(Entries from a point annotation set)
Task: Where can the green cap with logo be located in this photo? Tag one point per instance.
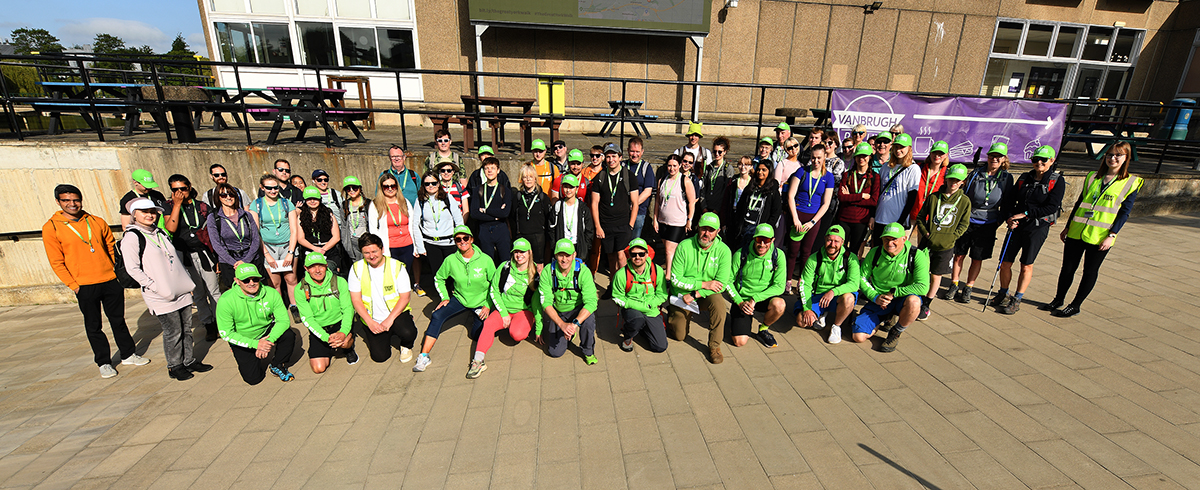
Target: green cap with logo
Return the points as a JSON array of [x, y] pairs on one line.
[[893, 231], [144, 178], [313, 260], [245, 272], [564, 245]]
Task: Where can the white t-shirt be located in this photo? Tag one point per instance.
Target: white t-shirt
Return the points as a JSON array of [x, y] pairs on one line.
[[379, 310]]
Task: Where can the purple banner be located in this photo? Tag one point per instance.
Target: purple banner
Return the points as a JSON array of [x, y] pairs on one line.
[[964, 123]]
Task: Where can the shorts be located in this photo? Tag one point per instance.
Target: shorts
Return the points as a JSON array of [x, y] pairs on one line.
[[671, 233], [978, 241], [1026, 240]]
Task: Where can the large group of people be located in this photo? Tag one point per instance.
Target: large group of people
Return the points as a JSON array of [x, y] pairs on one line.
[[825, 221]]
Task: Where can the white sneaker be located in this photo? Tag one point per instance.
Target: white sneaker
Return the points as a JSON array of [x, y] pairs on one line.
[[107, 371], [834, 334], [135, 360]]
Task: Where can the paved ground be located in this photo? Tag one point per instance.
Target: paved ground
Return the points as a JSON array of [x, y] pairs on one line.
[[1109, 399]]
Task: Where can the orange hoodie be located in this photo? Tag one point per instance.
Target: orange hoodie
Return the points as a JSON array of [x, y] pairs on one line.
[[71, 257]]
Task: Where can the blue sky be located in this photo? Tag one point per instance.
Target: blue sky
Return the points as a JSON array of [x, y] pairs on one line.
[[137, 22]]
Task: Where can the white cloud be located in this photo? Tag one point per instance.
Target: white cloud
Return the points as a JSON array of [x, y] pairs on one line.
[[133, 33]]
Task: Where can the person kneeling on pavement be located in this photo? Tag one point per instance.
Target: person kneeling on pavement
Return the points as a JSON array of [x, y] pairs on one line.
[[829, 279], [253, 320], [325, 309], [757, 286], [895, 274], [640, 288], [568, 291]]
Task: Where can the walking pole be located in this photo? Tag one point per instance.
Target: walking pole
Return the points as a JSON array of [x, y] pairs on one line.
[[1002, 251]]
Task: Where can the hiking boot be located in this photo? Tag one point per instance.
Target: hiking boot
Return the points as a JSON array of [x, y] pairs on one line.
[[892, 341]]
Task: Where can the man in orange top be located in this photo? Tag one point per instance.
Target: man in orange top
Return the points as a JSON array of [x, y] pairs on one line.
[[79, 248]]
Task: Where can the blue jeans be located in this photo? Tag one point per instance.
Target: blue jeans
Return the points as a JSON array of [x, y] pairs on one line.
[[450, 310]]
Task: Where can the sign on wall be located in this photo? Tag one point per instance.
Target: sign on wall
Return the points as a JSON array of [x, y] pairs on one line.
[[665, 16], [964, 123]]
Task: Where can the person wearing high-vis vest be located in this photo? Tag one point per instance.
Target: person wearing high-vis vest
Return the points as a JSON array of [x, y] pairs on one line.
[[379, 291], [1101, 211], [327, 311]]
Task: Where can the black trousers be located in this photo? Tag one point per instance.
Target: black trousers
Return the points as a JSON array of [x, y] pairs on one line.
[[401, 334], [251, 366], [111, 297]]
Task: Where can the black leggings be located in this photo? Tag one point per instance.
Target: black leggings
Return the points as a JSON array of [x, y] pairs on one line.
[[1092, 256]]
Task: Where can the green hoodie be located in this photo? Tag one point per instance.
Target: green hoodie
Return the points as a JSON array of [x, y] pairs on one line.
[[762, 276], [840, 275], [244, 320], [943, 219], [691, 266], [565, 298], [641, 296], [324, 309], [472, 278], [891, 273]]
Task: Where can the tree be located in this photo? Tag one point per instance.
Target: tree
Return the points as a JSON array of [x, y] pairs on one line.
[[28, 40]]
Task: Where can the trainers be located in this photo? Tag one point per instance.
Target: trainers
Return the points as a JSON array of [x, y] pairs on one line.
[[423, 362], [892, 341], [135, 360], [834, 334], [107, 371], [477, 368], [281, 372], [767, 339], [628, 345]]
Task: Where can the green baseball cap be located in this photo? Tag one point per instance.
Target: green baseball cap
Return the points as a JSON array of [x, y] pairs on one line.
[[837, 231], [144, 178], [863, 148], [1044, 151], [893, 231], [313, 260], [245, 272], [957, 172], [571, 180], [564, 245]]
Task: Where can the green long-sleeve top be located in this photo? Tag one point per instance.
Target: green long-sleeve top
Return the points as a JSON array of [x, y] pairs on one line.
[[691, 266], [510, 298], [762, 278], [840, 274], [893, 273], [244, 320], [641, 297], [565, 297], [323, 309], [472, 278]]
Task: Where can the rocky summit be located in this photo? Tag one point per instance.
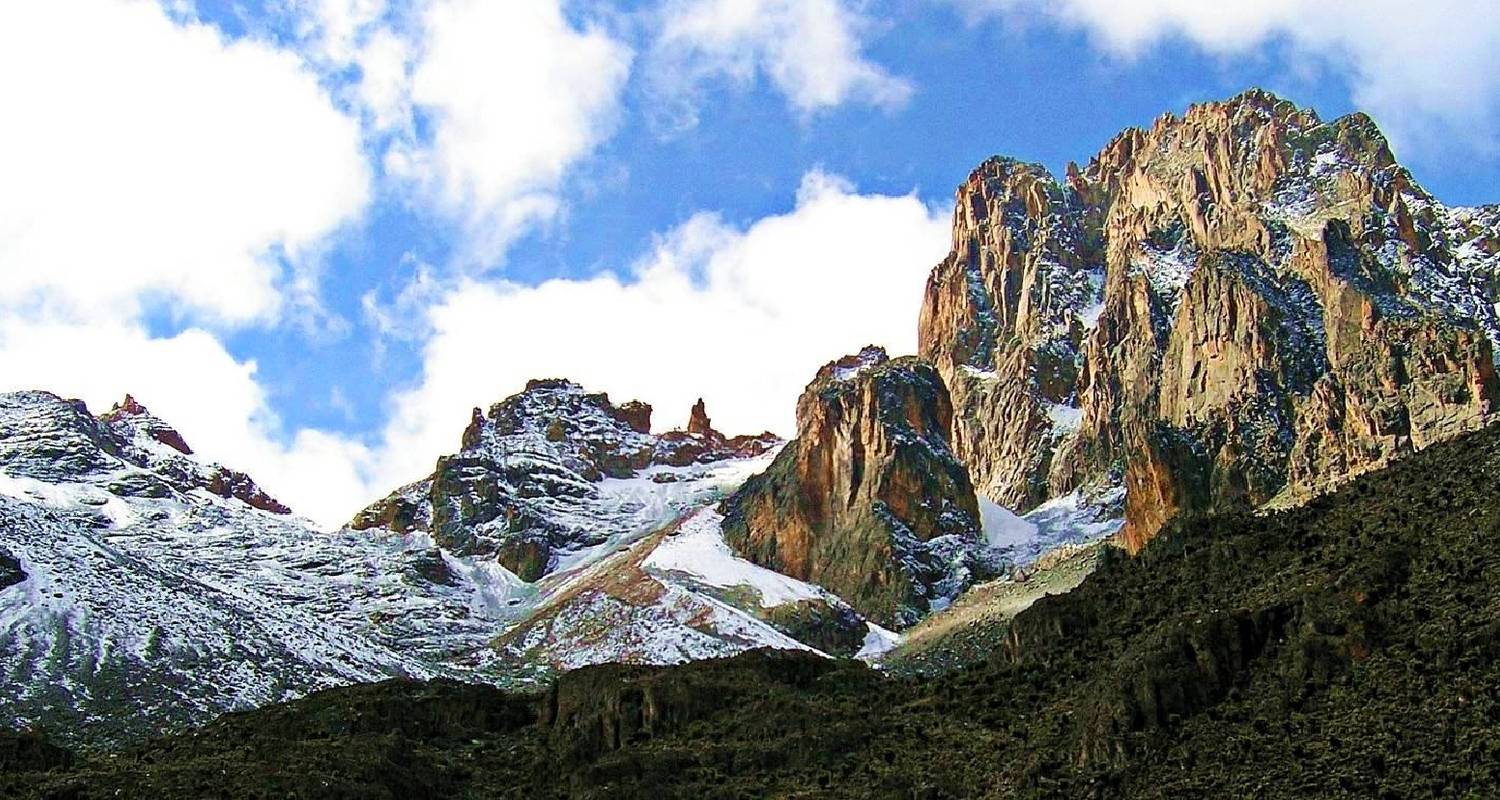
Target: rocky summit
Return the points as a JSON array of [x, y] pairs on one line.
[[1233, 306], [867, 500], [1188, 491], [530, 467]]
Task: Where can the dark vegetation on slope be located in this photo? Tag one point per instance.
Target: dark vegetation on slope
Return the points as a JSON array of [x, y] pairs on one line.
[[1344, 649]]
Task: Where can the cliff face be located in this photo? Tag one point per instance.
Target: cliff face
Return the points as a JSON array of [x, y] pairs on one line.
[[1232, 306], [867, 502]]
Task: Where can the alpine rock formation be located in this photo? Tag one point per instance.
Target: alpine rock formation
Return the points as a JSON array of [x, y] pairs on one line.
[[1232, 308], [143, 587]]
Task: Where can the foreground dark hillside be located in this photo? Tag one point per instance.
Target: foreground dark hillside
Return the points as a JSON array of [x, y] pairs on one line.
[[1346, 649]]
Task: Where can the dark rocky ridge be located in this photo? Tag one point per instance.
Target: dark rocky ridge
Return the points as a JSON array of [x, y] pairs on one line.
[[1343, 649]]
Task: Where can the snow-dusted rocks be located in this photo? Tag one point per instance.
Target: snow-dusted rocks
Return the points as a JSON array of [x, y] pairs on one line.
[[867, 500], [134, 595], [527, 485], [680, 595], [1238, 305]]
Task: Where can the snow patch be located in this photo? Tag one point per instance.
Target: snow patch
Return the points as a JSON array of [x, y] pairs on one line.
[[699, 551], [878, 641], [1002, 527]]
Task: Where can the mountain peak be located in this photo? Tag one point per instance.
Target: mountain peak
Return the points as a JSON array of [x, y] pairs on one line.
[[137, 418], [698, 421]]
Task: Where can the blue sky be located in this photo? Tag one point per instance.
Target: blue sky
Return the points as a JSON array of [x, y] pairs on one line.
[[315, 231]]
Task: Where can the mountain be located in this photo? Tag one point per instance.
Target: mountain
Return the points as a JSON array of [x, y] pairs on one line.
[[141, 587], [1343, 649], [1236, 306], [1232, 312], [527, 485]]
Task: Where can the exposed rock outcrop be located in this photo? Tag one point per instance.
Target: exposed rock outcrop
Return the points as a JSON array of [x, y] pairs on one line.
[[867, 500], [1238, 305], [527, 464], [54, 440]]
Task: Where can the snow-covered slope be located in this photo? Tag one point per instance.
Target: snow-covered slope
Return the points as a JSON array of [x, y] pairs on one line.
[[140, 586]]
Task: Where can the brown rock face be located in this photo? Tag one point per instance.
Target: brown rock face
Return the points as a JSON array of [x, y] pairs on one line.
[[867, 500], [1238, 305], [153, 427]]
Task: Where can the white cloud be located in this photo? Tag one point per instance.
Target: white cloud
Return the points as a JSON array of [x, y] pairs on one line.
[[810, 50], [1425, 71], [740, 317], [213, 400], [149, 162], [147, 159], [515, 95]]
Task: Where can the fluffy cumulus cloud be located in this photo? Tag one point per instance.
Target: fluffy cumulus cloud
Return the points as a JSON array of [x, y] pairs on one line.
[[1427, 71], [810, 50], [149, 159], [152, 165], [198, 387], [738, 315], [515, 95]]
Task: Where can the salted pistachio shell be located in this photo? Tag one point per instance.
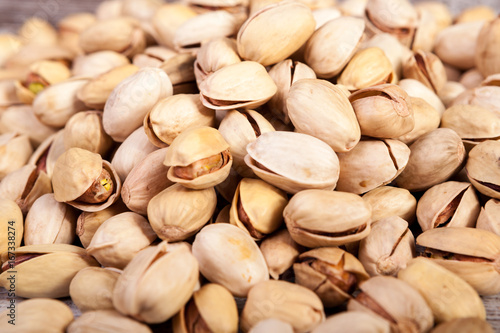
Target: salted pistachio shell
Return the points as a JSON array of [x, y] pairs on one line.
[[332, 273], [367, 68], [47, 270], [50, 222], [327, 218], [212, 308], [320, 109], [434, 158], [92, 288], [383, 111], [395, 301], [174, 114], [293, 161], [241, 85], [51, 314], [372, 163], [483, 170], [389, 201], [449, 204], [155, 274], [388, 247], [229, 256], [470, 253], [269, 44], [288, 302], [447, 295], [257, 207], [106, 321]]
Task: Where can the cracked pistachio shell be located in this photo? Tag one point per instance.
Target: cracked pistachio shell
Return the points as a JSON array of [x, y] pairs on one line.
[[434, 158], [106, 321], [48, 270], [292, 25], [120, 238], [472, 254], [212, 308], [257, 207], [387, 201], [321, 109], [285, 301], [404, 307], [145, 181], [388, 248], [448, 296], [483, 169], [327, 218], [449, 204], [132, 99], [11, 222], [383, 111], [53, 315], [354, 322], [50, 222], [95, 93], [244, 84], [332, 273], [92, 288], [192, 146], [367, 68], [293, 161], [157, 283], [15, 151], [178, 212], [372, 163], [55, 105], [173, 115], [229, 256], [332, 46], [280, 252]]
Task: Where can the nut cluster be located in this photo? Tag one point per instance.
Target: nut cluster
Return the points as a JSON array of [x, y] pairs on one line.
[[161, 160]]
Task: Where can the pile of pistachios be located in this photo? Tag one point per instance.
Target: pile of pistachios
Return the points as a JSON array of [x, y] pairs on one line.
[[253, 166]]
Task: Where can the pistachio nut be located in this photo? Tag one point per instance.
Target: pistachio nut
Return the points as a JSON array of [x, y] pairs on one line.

• Prompt
Recast the entries from the line containing "Task: Where can the walking" through the line containing "[[79, 248]]" as a Markdown table with the columns Row and Line, skipping any blank lines.

• Task solution
| Row | Line |
|---|---|
| 1 | Task: Where can the walking pole be located in this photo? Tag one point per instance. |
| 2 | Target: walking pole |
| 3 | Return the points as a JSON array of [x, y] pairs on one line. |
| 4 | [[1002, 251]] |
| 5 | Task: Where can the hiking boot be located in this photo? Tag one point per instance. |
| 6 | Target: hiking boot |
| 7 | Return the points as a JSON array of [x, y] pairs on one line. |
| 8 | [[892, 341]] |
| 9 | Task: Where can the man in orange top be located in this photo? Tag one point per instance. |
| 10 | Target: man in orange top |
| 11 | Return the points as a JSON array of [x, y] pairs on one line. |
| 12 | [[79, 248]] |